▸ **RECORDS SHOWN**:
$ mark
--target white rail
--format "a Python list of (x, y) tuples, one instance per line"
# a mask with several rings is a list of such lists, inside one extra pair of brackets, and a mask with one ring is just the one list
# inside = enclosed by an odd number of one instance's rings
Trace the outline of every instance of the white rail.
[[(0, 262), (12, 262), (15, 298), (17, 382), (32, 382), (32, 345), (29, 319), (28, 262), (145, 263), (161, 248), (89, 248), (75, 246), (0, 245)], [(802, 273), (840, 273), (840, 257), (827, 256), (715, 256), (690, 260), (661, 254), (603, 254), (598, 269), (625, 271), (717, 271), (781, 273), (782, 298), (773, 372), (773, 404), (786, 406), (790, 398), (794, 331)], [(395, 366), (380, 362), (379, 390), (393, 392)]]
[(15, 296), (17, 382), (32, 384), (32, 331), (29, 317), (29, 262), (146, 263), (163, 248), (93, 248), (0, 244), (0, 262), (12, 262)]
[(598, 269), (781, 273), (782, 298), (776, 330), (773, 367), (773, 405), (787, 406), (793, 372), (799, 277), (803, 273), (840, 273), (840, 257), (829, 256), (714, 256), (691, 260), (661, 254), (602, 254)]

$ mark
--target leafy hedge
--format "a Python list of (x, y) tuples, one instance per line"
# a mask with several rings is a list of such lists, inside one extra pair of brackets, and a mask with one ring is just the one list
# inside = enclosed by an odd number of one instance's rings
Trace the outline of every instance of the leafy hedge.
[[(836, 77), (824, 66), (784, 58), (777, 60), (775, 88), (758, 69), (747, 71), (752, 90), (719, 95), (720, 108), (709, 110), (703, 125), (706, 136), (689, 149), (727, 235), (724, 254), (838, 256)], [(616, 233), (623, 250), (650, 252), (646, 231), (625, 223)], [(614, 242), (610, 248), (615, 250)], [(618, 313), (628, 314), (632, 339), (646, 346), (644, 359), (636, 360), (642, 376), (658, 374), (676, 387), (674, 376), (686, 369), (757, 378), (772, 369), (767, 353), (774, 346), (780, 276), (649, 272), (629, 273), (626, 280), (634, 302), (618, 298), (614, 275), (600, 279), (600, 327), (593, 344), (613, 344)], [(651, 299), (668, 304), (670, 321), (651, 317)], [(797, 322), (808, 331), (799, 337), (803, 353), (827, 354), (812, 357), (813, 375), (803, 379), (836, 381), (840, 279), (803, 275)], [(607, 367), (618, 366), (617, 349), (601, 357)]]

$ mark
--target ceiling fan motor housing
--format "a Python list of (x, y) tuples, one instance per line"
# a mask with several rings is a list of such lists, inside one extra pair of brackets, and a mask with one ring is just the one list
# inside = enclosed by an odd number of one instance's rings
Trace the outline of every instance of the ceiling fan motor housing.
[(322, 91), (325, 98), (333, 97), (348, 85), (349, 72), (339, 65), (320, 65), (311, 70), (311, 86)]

▸ **DESCRIPTION OF THE TASK**:
Look over the material above and show each line where "target" appears.

▸ **OUTPUT OF THE TASK**:
--target white rail
--target leafy hedge
--target ceiling fan motor housing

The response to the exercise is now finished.